→ EXERCISE DETAILS
Count the lines in the records that hold the string "shall". Only the number should be given.

→ Records from a dataset

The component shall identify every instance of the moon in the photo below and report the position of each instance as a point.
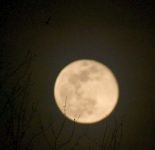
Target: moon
(86, 91)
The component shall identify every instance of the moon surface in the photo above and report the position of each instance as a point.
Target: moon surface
(86, 91)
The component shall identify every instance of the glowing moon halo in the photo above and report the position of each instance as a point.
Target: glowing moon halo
(86, 91)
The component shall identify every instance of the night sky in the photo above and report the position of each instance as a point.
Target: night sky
(119, 34)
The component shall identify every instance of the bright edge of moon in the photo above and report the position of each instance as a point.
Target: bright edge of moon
(86, 91)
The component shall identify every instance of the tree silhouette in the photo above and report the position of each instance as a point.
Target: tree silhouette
(19, 115)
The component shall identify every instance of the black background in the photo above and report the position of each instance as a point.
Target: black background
(119, 34)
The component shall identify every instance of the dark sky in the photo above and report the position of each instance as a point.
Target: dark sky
(119, 34)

→ RESPONSE
8